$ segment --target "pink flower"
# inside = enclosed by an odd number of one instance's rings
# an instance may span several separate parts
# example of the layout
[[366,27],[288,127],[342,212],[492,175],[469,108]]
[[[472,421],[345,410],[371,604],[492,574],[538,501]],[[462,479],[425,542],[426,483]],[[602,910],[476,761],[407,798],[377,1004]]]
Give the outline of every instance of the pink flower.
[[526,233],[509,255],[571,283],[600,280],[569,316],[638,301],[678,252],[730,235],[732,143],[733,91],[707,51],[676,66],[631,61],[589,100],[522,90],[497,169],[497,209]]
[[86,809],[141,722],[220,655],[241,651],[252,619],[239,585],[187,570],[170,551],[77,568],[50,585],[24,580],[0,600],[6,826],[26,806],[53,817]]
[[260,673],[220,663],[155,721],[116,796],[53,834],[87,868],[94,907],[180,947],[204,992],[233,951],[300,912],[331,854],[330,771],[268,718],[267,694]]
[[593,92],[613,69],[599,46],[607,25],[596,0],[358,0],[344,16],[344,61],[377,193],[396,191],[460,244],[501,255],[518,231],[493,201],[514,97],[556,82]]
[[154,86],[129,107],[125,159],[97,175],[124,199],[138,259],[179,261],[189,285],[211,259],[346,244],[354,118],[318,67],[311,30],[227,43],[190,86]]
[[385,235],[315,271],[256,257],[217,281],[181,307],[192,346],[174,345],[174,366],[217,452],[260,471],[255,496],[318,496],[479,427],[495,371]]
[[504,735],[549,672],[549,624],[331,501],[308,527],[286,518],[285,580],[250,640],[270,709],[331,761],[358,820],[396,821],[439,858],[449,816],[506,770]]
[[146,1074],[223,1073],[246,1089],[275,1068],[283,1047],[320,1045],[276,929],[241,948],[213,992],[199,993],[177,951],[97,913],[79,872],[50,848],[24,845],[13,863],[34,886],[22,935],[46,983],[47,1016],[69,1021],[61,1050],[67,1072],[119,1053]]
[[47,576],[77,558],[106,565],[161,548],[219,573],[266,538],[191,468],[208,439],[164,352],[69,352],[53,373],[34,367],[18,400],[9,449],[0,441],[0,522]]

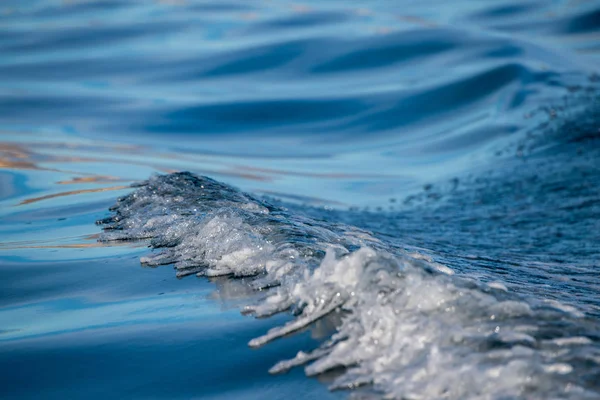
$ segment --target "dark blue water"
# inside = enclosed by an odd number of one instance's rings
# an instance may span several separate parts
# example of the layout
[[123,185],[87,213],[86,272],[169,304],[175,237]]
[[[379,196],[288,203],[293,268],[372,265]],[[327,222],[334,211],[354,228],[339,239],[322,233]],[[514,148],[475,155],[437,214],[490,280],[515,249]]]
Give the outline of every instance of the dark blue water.
[[[599,35],[583,0],[2,2],[0,397],[600,398]],[[216,182],[108,211],[177,171]]]

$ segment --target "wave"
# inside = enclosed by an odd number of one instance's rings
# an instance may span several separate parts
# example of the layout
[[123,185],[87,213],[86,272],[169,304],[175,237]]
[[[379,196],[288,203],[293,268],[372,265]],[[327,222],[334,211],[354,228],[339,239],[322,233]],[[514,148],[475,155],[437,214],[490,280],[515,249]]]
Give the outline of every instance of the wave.
[[98,221],[100,240],[149,239],[158,251],[143,264],[244,278],[255,291],[244,313],[294,316],[252,347],[339,321],[319,347],[272,373],[335,371],[332,389],[366,386],[386,398],[600,396],[598,327],[575,307],[483,283],[366,230],[187,172],[150,178],[111,211]]

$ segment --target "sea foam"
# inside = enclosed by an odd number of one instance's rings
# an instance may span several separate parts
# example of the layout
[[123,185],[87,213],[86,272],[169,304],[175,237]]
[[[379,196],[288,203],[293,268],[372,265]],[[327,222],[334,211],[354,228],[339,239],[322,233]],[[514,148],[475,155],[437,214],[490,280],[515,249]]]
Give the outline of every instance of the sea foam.
[[155,176],[118,200],[103,241],[149,239],[147,265],[251,277],[243,312],[290,311],[259,347],[330,315],[336,331],[272,373],[338,371],[332,389],[398,399],[598,399],[598,331],[576,310],[454,274],[364,230],[290,213],[210,178]]

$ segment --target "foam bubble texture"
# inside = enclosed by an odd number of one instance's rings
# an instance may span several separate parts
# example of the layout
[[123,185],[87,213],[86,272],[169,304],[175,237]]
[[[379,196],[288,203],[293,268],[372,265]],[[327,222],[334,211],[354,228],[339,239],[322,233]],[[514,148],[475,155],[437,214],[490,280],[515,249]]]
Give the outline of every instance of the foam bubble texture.
[[148,265],[252,277],[244,312],[296,317],[262,346],[332,313],[336,332],[271,372],[341,370],[332,388],[398,399],[598,399],[600,334],[577,310],[484,285],[369,232],[274,207],[190,173],[152,177],[99,221],[103,241],[150,239]]

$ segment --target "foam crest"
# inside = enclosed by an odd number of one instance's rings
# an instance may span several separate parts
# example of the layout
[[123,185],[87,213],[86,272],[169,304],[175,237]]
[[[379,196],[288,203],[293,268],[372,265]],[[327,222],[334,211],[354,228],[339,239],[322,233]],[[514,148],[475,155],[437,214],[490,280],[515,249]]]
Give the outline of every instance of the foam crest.
[[156,176],[119,199],[101,240],[150,239],[142,262],[178,275],[252,277],[244,312],[295,318],[262,346],[315,321],[341,322],[272,373],[337,371],[332,389],[368,385],[399,399],[598,398],[597,327],[576,310],[523,299],[372,234],[272,206],[189,173]]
____________________
Output the full material above exactly, leaving every picture out.

$ segment --target "pink flower"
# inside = enclosed by an odd number of one instance's rings
# an instance may span several separate parts
# example of the layout
[[366,27],[288,127],[342,212],[492,175],[469,108]]
[[[472,421],[345,410],[371,604],[492,574],[538,501]],[[462,479],[425,542],[426,483]],[[602,910],[476,761],[407,798],[377,1004]]]
Give the outline of every instance of the pink flower.
[[526,233],[509,255],[571,283],[600,280],[569,316],[638,301],[678,252],[730,235],[732,143],[733,91],[707,51],[676,66],[631,61],[589,100],[522,90],[497,169],[497,209]]
[[86,809],[141,722],[220,655],[241,651],[252,619],[239,585],[187,570],[170,551],[77,568],[50,585],[24,580],[0,600],[6,826],[26,806],[53,817]]
[[260,673],[220,663],[155,721],[116,796],[53,834],[87,868],[94,907],[180,947],[204,992],[233,951],[300,912],[331,854],[330,771],[268,718],[267,694]]
[[593,92],[613,69],[599,46],[607,25],[596,0],[358,0],[344,16],[344,61],[377,193],[396,191],[460,244],[501,255],[518,231],[493,201],[514,97],[556,82]]
[[154,86],[129,107],[125,159],[97,175],[124,199],[138,259],[179,261],[189,285],[211,259],[346,244],[354,118],[318,67],[311,30],[227,43],[190,86]]
[[385,235],[315,271],[256,257],[217,281],[181,307],[192,346],[174,345],[174,366],[217,452],[260,471],[255,496],[318,496],[479,427],[495,371]]
[[504,735],[549,672],[549,624],[331,501],[308,527],[286,518],[285,580],[250,640],[270,709],[331,761],[358,820],[396,821],[439,858],[449,816],[506,770]]
[[146,1074],[223,1073],[246,1089],[275,1068],[283,1047],[320,1045],[276,929],[241,948],[213,992],[199,993],[177,951],[97,913],[79,872],[50,848],[24,845],[13,863],[34,886],[22,935],[46,983],[47,1016],[69,1021],[61,1050],[67,1072],[119,1053]]
[[47,576],[77,558],[106,565],[161,548],[219,573],[266,538],[191,468],[208,439],[164,352],[69,352],[53,373],[34,367],[18,400],[9,449],[0,441],[0,522]]

$ segment --target "dark blue water"
# inside = enclosed by an odd number of one instance's rings
# an instance may span several separate parts
# example of the layout
[[123,185],[87,213],[86,272],[169,304],[175,237]]
[[[379,196],[288,203],[293,268],[372,265]],[[327,222],[334,211],[354,228],[339,239],[322,233]],[[514,148],[475,155],[437,214],[490,280],[515,249]]]
Give the outline of every instance of the dark blue water.
[[[599,35],[583,0],[2,2],[0,397],[600,398]],[[216,182],[108,211],[177,171]]]

$ segment --target "wave"
# inside = enclosed by an odd number of one instance's rings
# an instance may span several separate parts
# example of the layout
[[123,185],[87,213],[86,272],[169,304],[175,237]]
[[[379,196],[288,203],[293,268],[372,265]],[[327,222],[334,211],[354,228],[339,239],[322,233]],[[514,148],[475,155],[437,214],[490,280],[515,249]]]
Give the outline of every instance of the wave.
[[98,221],[100,240],[149,239],[158,251],[143,264],[244,278],[255,291],[244,313],[294,316],[252,347],[339,321],[319,347],[272,373],[335,371],[332,389],[366,386],[386,398],[600,396],[598,327],[575,307],[483,283],[366,230],[187,172],[150,178],[111,211]]

$ segment --target "sea foam"
# inside = enclosed by an odd number of one instance's rings
# an instance may span several separate parts
# example of the layout
[[123,185],[87,213],[86,272],[169,304],[175,237]]
[[[379,196],[288,203],[293,268],[372,265]],[[327,222],[334,211],[354,228],[339,239],[322,233]],[[514,148],[475,155],[437,214],[490,280],[515,249]]]
Give the outline of every instance of the sea foam.
[[155,176],[118,200],[103,241],[149,239],[147,265],[251,277],[243,312],[290,311],[259,347],[330,315],[336,331],[272,373],[338,371],[332,389],[398,399],[598,399],[598,331],[576,310],[454,274],[364,230],[290,213],[210,178]]

$ segment --target "foam bubble texture"
# inside = enclosed by an odd number of one instance's rings
# an instance may span several separate parts
# example of the layout
[[123,185],[87,213],[86,272],[169,304],[175,237]]
[[[379,196],[288,203],[293,268],[372,265]],[[327,222],[334,211],[354,228],[339,239],[322,233]],[[514,148],[475,155],[437,214],[490,280],[515,249]]]
Give the outline of every instance of the foam bubble texture.
[[148,265],[252,277],[244,312],[296,317],[262,346],[332,313],[336,332],[271,372],[341,370],[332,388],[398,399],[598,399],[600,334],[577,310],[484,285],[369,232],[274,207],[190,173],[152,177],[99,221],[103,241],[150,239]]

$ segment --target "foam crest"
# inside = enclosed by an odd number of one instance's rings
# an instance may span several separate parts
# example of the layout
[[123,185],[87,213],[86,272],[169,304],[175,237]]
[[[379,196],[288,203],[293,268],[372,265]],[[327,222],[334,211],[354,228],[339,239],[322,233]],[[514,148],[475,155],[437,214],[490,280],[515,249]]]
Give the outline of every instance of the foam crest.
[[156,176],[119,199],[101,240],[150,239],[142,262],[178,275],[252,277],[244,312],[295,318],[262,346],[315,321],[341,322],[272,373],[337,371],[332,389],[368,385],[399,399],[598,398],[597,327],[576,310],[523,299],[372,234],[272,206],[189,173]]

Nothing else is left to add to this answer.